• Items from a dataset:
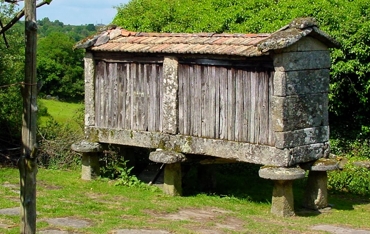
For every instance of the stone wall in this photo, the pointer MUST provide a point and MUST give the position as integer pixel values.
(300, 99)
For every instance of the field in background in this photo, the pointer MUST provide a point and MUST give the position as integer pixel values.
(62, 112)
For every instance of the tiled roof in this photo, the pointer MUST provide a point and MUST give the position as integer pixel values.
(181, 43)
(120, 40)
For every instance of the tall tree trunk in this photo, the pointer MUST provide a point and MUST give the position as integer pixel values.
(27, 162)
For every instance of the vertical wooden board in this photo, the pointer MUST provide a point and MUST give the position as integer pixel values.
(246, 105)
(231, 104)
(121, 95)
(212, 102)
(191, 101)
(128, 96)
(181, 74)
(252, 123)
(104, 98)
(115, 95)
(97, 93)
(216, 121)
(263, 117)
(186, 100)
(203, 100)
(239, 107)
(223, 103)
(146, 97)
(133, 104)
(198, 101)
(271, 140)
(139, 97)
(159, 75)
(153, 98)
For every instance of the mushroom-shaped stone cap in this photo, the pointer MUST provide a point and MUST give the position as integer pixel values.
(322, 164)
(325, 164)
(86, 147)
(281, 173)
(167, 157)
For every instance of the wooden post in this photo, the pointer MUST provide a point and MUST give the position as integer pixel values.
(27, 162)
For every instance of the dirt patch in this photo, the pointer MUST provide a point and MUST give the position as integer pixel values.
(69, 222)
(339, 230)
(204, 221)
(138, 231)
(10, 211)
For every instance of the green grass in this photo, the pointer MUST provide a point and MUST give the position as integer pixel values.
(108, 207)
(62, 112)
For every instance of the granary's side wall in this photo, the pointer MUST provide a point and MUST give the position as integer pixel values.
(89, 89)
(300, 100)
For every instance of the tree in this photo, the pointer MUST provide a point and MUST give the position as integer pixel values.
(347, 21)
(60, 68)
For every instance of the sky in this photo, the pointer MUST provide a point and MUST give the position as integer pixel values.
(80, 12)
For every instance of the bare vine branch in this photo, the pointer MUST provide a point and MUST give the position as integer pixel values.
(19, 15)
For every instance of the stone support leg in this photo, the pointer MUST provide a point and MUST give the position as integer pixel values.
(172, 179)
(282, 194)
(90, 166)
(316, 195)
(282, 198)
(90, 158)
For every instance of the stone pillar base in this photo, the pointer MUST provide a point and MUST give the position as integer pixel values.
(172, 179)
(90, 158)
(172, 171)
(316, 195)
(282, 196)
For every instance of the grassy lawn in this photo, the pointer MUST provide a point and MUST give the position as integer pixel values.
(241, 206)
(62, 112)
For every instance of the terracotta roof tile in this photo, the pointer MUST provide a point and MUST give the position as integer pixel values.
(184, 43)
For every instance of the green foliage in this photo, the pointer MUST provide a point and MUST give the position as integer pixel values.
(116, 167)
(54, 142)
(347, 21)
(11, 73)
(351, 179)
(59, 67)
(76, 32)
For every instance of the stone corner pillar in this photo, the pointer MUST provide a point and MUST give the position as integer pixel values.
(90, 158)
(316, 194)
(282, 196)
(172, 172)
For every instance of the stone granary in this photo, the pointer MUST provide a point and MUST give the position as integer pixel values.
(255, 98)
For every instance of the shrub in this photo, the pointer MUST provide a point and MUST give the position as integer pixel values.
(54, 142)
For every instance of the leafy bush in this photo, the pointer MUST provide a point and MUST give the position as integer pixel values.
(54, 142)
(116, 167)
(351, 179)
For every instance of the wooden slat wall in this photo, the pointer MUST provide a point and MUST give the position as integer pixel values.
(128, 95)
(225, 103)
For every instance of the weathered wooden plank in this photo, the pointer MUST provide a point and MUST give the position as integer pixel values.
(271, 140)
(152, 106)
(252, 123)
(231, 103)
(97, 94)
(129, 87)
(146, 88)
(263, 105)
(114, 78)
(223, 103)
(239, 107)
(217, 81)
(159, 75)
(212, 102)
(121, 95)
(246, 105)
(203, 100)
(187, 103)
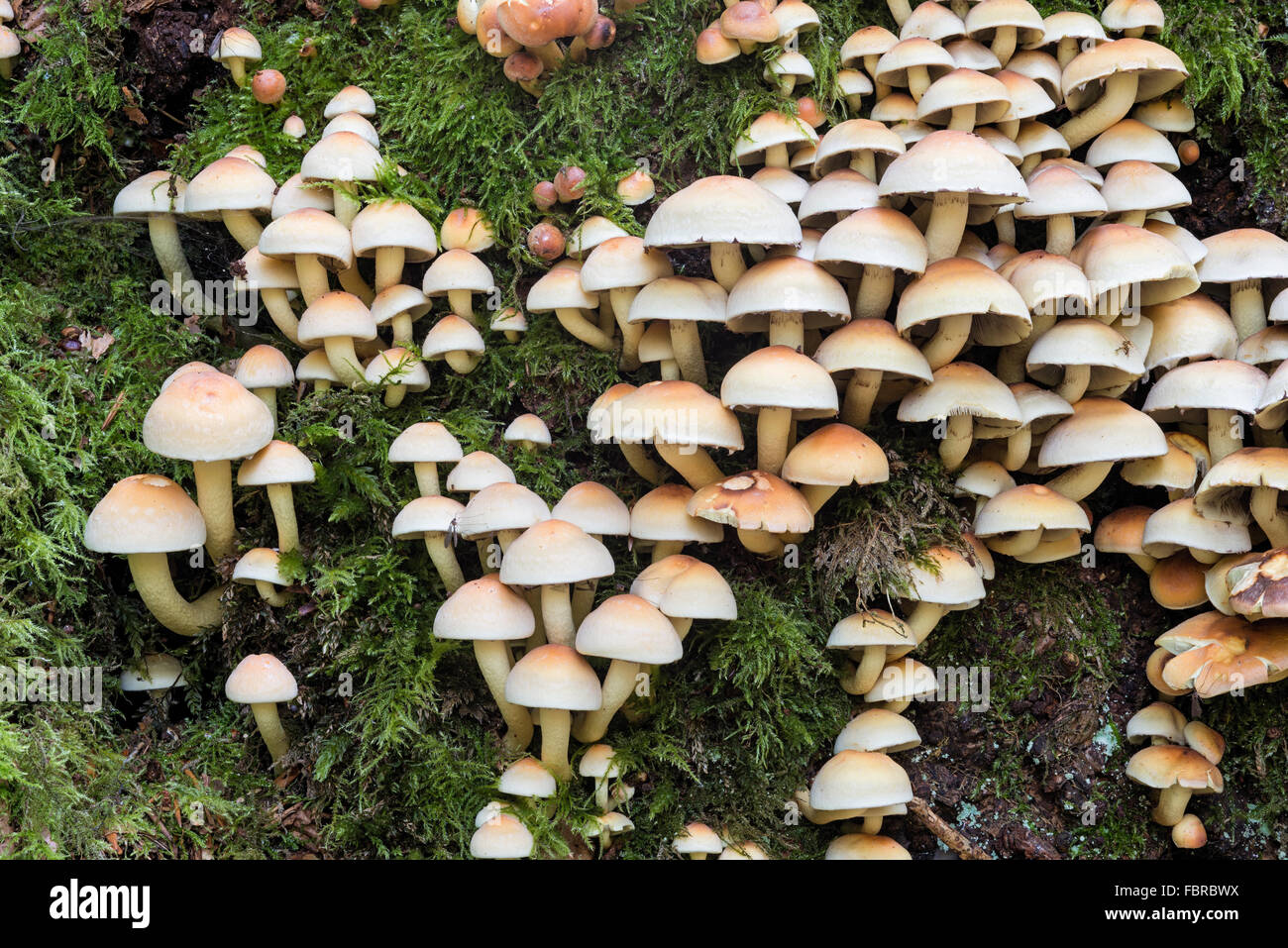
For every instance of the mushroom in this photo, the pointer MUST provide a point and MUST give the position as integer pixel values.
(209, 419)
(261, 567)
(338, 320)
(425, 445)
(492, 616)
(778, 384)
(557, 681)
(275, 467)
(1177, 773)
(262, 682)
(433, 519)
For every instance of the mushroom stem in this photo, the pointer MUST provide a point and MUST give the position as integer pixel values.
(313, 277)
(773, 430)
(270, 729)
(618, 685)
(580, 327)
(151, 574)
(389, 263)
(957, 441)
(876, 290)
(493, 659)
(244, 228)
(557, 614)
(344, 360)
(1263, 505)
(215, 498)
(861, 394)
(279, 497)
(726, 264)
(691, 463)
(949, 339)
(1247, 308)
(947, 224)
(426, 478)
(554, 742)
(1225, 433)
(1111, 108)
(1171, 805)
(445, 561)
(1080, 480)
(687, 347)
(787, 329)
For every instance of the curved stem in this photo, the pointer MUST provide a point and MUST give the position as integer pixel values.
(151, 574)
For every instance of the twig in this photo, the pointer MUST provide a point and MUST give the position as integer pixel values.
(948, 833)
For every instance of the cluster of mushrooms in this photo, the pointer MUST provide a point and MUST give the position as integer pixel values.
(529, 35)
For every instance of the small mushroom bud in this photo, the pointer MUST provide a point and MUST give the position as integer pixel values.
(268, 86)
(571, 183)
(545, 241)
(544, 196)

• Assignment:
No picture should be included when the data are set down again exactly.

• Task response:
For every instance of the stone wall in this photo, the pointer MUST provide a point and MUST give the position as integer pixel values.
(300, 99)
For every instance of the field in background in this photo, the pointer MUST provide a point and MUST give the position as integer pixel values.
(62, 112)
For every instance of the tiled roof in this photo, the pointer MUST provide a point and MUST give the position as integer pixel values.
(181, 43)
(120, 40)
For every instance of the tall tree trunk in this photo, the pointer MUST provide a point and MUST give the position as integer pixel values.
(27, 162)
For every instance of the vertical wooden board in this photo, the pointer MUST provide a point and MUST give the position as integer pixel values.
(246, 105)
(231, 104)
(121, 95)
(212, 102)
(191, 101)
(128, 96)
(181, 74)
(252, 123)
(104, 98)
(115, 95)
(97, 93)
(216, 121)
(263, 117)
(186, 100)
(203, 100)
(239, 107)
(223, 103)
(146, 97)
(133, 104)
(198, 101)
(271, 140)
(139, 97)
(159, 75)
(153, 98)
For every instance of the mushroom-shaped stone cap in this photo, the pointer MUST provide a point and MUST give the position as integer pixel values.
(322, 164)
(325, 164)
(86, 147)
(281, 173)
(167, 157)
For every instance of the wooden post in this photo, the pointer MUST provide a point and MUST give the position as integer pixel values.
(27, 162)
For every instance of the dirt patch in this photo, the pointer MUST provide a point and MUST give the position as integer pixel values.
(69, 222)
(339, 230)
(204, 221)
(138, 231)
(10, 211)
For every instance of the green grass in this photo, the pointer MUST provide a point and MUST give the position as integer pixel values.
(108, 207)
(62, 112)
For every instance of the granary's side wall in this photo, the pointer MUST provide a point and MUST give the position as integer pixel values.
(89, 89)
(300, 100)
For every instance of the tree in this photo, the pointer MUST provide a point and MUST give the position as integer pixel values.
(347, 21)
(60, 68)
For every instance of the sky in this photo, the pointer MUST provide a point and MUST give the position as integer pixel values.
(80, 12)
For every instance of the bare vine branch in this photo, the pointer MUST provide a point and MUST give the position as integer pixel values.
(19, 15)
For every instance of the stone support leg in this photo, the pointer MUST provide a point and MUST give the position as integer pixel values.
(172, 179)
(282, 194)
(90, 166)
(316, 195)
(282, 198)
(90, 158)
For every instance of the stone pillar base in this photo, the pointer MUST provide a point and MUST give the position as integer pixel values.
(172, 179)
(90, 158)
(172, 171)
(316, 195)
(282, 196)
For every instance of the grassy lawn in this photo, the pointer MUST provide a point and MUST give the position as integer pixel values.
(241, 206)
(62, 112)
For every instance of the terracotta roof tile in this photo, the pointer MUST provide a point and MUST give the position as integer pixel values.
(184, 43)
For every instance of the green foliage in this photo, the pointer MUST provide a point and MUST give the position as integer pixel values.
(116, 167)
(54, 142)
(347, 21)
(11, 73)
(351, 179)
(59, 67)
(76, 32)
For every instance of the stone corner pillar in this photo, the pointer MUST provide a point and MUST give the position as integer pixel values.
(90, 158)
(316, 194)
(282, 196)
(172, 172)
For every instance of the stone granary in this photo, the pointer MUST provide a point and MUST give the position as integer pixel values.
(255, 98)
For every instance of the shrub in this photo, the pointer MUST provide a point and MUST give the position as integer pixel values.
(54, 142)
For every instance of the leafy bush in this photo, the pointer MUST provide a point and MUST give the position as integer pixel values.
(54, 142)
(116, 167)
(351, 179)
For every instance of the wooden slat wall in this photo, the pointer MUST provide a point and MUST give the position as integer pixel values.
(128, 95)
(225, 103)
For every instance of the weathered wooden plank in this photo, the pointer MUST provide a point and MUST give the position as integer pixel values.
(271, 140)
(152, 106)
(252, 123)
(231, 103)
(97, 94)
(129, 87)
(146, 88)
(263, 105)
(114, 78)
(223, 103)
(239, 107)
(217, 81)
(159, 75)
(212, 102)
(121, 95)
(246, 105)
(203, 100)
(187, 103)
For every instance of the mushroom in this photo, the pointer MUST provide a point and MUST give the position as integer pixel values.
(209, 419)
(261, 567)
(338, 320)
(425, 445)
(492, 616)
(778, 384)
(557, 681)
(275, 467)
(1177, 773)
(262, 682)
(433, 519)
For every instance of the mushroom stem in this photo, the pointer MUST provide a point and MUST give the position as integer pixel values.
(313, 277)
(773, 430)
(270, 729)
(618, 685)
(580, 327)
(151, 574)
(389, 263)
(957, 441)
(876, 290)
(493, 659)
(244, 228)
(557, 614)
(344, 360)
(1263, 505)
(215, 498)
(861, 394)
(279, 497)
(726, 264)
(691, 463)
(949, 339)
(1247, 308)
(947, 224)
(426, 478)
(554, 742)
(1225, 433)
(1111, 108)
(1171, 805)
(445, 561)
(1080, 480)
(687, 347)
(787, 329)
For every instance of the curved stem in this photo, the pointer MUST provide a point and MUST give the position as integer pixel values.
(151, 574)
For every instance of the twig in this photo, the pointer MUST provide a point and MUST give the position as integer pixel values.
(948, 833)
For every instance of the cluster of mushrooms in this photo, the pointer MUST provide a point and MUST give the position as integer pixel values.
(529, 35)
For every instance of the small mushroom bud in this photo, the pointer MUST provide a point and MUST give the position as integer pixel values.
(268, 86)
(571, 183)
(545, 241)
(544, 196)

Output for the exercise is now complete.